— What to do —
Gather every line in the items below that contains the word "patch" and copy each one in full.

— Extracted records —
──────────

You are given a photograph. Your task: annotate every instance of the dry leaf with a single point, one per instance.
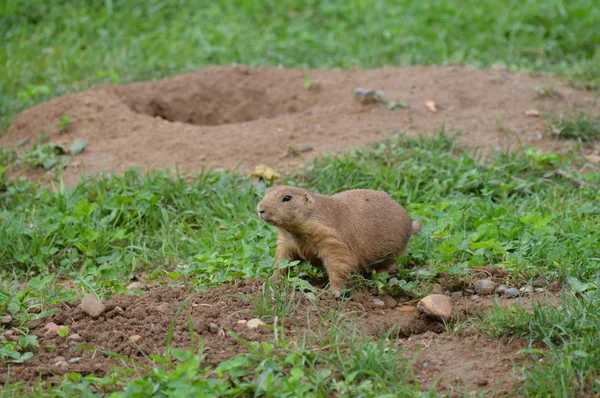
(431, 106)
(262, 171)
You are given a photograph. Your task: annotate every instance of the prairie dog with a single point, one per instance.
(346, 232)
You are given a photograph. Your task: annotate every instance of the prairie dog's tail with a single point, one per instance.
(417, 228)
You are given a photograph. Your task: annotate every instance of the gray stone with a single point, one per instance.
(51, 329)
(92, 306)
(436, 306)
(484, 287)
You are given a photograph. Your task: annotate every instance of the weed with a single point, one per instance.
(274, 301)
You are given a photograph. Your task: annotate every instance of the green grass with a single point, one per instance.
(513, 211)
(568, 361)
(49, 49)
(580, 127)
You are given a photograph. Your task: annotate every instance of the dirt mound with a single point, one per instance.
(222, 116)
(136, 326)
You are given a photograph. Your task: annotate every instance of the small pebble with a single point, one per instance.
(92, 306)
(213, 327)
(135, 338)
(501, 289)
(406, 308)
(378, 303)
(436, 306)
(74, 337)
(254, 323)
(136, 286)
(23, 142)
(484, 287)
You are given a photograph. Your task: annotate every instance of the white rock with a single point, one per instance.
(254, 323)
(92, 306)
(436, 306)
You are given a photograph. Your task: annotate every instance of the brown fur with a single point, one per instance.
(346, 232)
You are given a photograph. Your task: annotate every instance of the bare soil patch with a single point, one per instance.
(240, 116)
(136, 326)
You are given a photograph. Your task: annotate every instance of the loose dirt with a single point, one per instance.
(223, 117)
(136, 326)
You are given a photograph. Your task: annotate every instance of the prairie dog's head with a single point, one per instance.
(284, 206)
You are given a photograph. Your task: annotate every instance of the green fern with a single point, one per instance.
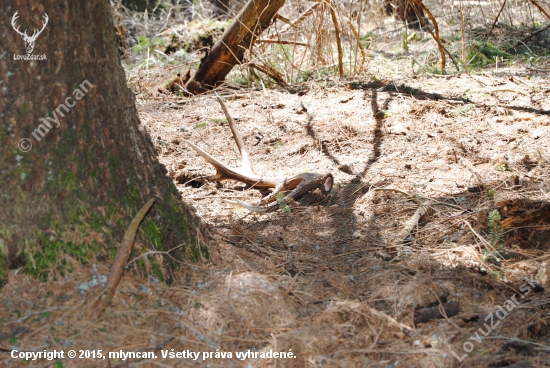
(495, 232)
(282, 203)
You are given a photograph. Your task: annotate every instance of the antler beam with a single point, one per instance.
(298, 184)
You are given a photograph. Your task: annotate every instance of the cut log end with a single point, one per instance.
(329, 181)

──────────

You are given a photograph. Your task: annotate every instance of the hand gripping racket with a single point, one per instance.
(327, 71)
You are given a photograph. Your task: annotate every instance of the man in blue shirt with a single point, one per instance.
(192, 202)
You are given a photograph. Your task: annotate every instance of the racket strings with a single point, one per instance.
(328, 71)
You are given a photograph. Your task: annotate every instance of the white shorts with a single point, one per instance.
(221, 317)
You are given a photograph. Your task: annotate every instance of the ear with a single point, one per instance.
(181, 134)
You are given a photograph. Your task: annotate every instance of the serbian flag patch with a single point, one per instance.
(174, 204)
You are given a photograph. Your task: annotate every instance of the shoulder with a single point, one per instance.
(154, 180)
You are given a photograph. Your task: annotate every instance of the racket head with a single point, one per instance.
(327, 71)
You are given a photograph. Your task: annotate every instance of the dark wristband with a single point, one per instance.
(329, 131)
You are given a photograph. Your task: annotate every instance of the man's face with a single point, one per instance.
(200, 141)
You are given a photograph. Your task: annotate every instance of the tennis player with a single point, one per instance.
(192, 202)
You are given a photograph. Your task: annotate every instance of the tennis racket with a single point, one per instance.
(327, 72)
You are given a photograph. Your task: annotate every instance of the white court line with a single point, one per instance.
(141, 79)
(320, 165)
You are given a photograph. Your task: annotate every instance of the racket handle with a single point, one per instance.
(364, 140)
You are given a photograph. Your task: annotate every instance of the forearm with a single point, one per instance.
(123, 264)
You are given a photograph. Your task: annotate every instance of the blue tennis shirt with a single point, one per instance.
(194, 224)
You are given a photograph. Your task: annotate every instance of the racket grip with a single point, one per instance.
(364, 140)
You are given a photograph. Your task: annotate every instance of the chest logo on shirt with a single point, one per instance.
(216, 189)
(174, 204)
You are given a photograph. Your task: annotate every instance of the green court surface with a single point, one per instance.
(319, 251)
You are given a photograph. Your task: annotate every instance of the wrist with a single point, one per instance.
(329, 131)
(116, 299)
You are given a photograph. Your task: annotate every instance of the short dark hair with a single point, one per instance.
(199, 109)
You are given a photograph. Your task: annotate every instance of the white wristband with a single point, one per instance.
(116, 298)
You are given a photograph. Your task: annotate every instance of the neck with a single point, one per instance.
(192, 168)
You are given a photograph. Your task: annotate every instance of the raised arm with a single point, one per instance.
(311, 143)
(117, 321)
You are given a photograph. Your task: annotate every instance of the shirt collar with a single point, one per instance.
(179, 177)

──────────

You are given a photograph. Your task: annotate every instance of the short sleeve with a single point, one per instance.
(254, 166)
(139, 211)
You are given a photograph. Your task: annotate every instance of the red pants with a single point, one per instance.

──────────

— Result for this task —
You are given a photograph. Your task: annotate every instance of the bare soil patch with a single point, one per instance.
You are given a photograph. Your task: annotate every instance of the serbian flag patch with a single point, one per instance.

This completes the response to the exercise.